• RECORDS SHOWN
>> BEGIN
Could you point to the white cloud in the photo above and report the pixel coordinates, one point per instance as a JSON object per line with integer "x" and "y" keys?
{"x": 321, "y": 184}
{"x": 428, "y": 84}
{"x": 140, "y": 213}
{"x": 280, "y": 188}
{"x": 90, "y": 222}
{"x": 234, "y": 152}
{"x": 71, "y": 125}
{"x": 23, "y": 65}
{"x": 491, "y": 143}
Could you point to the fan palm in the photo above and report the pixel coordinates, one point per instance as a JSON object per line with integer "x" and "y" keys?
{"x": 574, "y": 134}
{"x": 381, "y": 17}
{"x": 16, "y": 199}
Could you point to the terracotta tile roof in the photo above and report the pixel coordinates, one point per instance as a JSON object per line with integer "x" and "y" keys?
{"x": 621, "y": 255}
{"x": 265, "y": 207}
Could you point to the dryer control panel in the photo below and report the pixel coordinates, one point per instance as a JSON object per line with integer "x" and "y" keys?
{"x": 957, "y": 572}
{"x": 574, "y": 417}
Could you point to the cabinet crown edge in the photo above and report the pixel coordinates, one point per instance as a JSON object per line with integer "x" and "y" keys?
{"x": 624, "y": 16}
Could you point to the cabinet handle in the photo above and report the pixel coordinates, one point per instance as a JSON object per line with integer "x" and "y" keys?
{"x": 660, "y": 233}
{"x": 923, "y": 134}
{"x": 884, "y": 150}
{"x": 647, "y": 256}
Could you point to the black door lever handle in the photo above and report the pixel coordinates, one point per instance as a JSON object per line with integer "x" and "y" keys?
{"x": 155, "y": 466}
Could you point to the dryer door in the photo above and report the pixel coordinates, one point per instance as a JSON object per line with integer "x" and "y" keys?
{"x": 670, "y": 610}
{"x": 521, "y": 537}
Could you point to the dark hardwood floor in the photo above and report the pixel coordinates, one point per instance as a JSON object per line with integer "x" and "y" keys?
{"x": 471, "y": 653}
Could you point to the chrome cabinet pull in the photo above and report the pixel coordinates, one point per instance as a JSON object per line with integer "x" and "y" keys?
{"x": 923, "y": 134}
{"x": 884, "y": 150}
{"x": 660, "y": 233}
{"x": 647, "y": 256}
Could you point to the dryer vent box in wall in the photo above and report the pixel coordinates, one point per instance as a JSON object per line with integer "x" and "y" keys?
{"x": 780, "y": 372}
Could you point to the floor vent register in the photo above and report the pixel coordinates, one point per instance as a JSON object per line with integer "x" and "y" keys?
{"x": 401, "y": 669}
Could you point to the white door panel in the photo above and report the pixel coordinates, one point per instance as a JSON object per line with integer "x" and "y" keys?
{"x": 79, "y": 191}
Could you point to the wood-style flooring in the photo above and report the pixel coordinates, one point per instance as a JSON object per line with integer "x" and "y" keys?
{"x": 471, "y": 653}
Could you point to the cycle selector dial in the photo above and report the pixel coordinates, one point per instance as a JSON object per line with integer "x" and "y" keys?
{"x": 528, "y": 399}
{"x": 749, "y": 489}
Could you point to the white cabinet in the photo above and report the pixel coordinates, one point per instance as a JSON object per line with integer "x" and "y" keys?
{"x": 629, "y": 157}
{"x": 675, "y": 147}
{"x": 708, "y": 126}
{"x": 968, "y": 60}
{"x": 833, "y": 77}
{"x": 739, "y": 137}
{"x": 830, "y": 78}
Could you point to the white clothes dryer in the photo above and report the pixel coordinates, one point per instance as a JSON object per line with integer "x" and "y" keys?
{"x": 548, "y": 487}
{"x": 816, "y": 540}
>> END
• THE EXERCISE
Quote the listing in full, please, keeping every line exact.

• OUTPUT OF THE TASK
Could you point to the white cloud in the photo above and report the pixel coordinates, one point per instance as a JSON object per line with integer "x" and "y" keys?
{"x": 321, "y": 184}
{"x": 428, "y": 84}
{"x": 140, "y": 213}
{"x": 280, "y": 188}
{"x": 90, "y": 222}
{"x": 234, "y": 152}
{"x": 71, "y": 125}
{"x": 23, "y": 65}
{"x": 491, "y": 143}
Could you point to the fan palm in the photo above and report the pixel coordinates, one point per instance as a JSON object per line with integer "x" and "y" keys?
{"x": 574, "y": 134}
{"x": 381, "y": 17}
{"x": 16, "y": 199}
Could you point to the terracotta tile roof in the photo above and report the pixel coordinates, one point per instance as a JSON object per line with integer "x" and "y" keys?
{"x": 621, "y": 255}
{"x": 265, "y": 207}
Could you point to the dryer control panel in the photo below and report the pixel coordinates, one point per instance as a JSON object per line with integer "x" and "y" keys?
{"x": 957, "y": 572}
{"x": 574, "y": 417}
Could you point to the cabinet crown edge in the photo above and report the pixel coordinates, one point per instance as a JSON object per line with integer "x" and "y" keys?
{"x": 624, "y": 16}
Could you point to the cabinet handle in the photo above and report the pixel coordinates, one point per instance as a JSON object per line with integer "x" and "y" keys?
{"x": 660, "y": 233}
{"x": 923, "y": 134}
{"x": 884, "y": 150}
{"x": 647, "y": 256}
Could you point to the black door lever handle in the photo above and report the pixel coordinates, one point per instance as a JSON object per line with integer "x" and "y" keys?
{"x": 155, "y": 466}
Could you point to the dryer door in the photo above and report the pixel coordinates, one point per instance as a JSON object per line with integer "x" and "y" keys?
{"x": 670, "y": 610}
{"x": 521, "y": 537}
Could you point to the dark hardwood floor in the photo above and report the pixel coordinates, one point per instance as a JSON object per line with integer "x" and "y" keys?
{"x": 471, "y": 653}
Could you point to the chrome cabinet pull in the photo above and report the pixel coordinates, one point per instance as a JSON object per line with integer "x" and "y" keys?
{"x": 923, "y": 134}
{"x": 884, "y": 150}
{"x": 660, "y": 233}
{"x": 647, "y": 256}
Could you point to the dryer vent box in wall in the photo above and report the pixel coordinates, one point per instance as a JSON object per line with integer "x" and "y" keys?
{"x": 780, "y": 372}
Could you point to the floor vent register in the photo above and report the pixel coordinates, one point per instance as a JSON object per line with integer "x" and "y" keys?
{"x": 401, "y": 669}
Could you point to the white door panel in the photo above and report the pixel coordinates, one point per instance as a JSON object per line with integer "x" and "y" keys?
{"x": 79, "y": 191}
Could you point to the wood-style flooring in the photo above and report the pixel coordinates, one point per instance as a JSON object per line with integer "x" and "y" keys?
{"x": 471, "y": 653}
Could you point to the cycle selector dial in the photo above and report the pixel coordinates, one point per instance as a JSON object per line with integer "x" and "y" keys?
{"x": 528, "y": 399}
{"x": 749, "y": 489}
Could you point to the white cabinet in the photo above and report the pixel coordinates, one point per instance as a JSON object per line with integer "x" and "y" keys?
{"x": 629, "y": 157}
{"x": 675, "y": 147}
{"x": 708, "y": 126}
{"x": 968, "y": 60}
{"x": 833, "y": 77}
{"x": 739, "y": 137}
{"x": 830, "y": 78}
Could you point to the white clothes dryer in the photo above and report the pixel coordinates, one point per instance as a JSON object per line with integer "x" and "y" keys?
{"x": 548, "y": 487}
{"x": 816, "y": 540}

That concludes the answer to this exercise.